[Task]: Transcribe the data. Leave out nothing.
*-*-*
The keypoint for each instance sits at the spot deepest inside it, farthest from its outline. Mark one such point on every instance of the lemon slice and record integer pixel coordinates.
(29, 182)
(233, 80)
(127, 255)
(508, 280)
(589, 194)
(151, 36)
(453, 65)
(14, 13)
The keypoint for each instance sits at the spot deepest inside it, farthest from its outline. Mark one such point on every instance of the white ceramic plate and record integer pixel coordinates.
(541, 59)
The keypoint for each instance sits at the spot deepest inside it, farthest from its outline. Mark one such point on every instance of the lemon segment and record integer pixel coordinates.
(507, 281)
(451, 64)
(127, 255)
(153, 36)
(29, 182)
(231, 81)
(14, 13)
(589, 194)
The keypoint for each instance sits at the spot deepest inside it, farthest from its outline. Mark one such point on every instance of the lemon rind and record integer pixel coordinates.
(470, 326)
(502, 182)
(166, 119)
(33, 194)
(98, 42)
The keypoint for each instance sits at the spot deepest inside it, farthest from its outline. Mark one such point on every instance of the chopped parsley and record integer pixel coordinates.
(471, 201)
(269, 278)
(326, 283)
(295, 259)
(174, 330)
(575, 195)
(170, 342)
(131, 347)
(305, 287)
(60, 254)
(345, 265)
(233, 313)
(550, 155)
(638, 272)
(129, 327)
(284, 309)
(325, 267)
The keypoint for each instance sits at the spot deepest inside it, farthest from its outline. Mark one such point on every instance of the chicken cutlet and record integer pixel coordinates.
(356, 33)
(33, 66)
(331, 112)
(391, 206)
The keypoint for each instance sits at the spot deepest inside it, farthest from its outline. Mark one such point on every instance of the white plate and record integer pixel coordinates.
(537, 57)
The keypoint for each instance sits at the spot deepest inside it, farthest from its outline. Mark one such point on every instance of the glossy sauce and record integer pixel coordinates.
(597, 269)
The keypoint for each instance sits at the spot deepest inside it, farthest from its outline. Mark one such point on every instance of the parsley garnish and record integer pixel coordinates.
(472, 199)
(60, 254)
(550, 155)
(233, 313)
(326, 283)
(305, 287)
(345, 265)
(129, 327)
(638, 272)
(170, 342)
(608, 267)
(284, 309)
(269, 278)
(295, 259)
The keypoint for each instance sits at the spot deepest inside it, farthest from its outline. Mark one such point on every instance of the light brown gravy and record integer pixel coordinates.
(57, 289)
*-*-*
[Result for this exercise]:
The keypoint for each instance sits at the spot deepest inside it, farthest from its outline. Mark one such point on every instance of the lemon slice and record integer pixel coordinates.
(29, 182)
(233, 80)
(127, 255)
(508, 280)
(589, 194)
(151, 36)
(453, 65)
(14, 13)
The keypoint for each instance sits at the spot deepest inside it, farthest from its outline. Mark one such point on every instance of the white ceramic plate and record integer pixel coordinates.
(541, 59)
The keypoint for each instance sits at the spot deepest inside it, farthest from its outline. Mark one such point on every instance of the lemon segment and record integer pixel coordinates.
(507, 281)
(451, 64)
(127, 255)
(153, 36)
(29, 182)
(231, 81)
(14, 13)
(589, 194)
The keypoint for each instance sits at the spot deepest inside it, farthest from its outline. Mark one such point on every instance of the lemon rind and record integer pixel coordinates.
(470, 326)
(502, 182)
(166, 119)
(33, 194)
(98, 42)
The keypoint for each instance sits at the spot deepest inside it, farthest from its outline. Mark one such point on every instance of the chopped parsley and record integer pixel coordinates.
(471, 201)
(269, 278)
(326, 283)
(295, 259)
(174, 330)
(575, 195)
(170, 342)
(131, 347)
(305, 287)
(60, 254)
(345, 265)
(233, 313)
(550, 155)
(638, 272)
(129, 327)
(284, 309)
(325, 267)
The keypoint for each instance sits at the spot deepest inside it, farthest from its outline. Mark one such point on every instance of the chicken cutlet and record integer pixel coordinates.
(356, 33)
(33, 66)
(331, 112)
(391, 206)
The keypoint for each instance sits at the spot deepest inside it, farthest from its outline. Mark one such point on every instance of the white plate and record integer pixel coordinates.
(537, 57)
The keypoint for each instance sits at the spot deepest inside it, farthest from its outline. Mark one such point on every instance of the glossy sauce and record integer pixel coordinates.
(597, 269)
The keypoint for each instance sits at the spot deepest inside it, farthest from its outline. Mark one such point on every instance of the parsley garnish and record integer pixel coordinates.
(472, 199)
(60, 254)
(550, 155)
(233, 313)
(326, 283)
(305, 287)
(345, 265)
(129, 327)
(638, 272)
(170, 342)
(608, 267)
(284, 309)
(269, 278)
(295, 259)
The keypoint for each instance sits at the spot deepest inside it, farthest from its outline. Mark one such point on every instance of the light brown gravy and record integer pixel coordinates.
(57, 289)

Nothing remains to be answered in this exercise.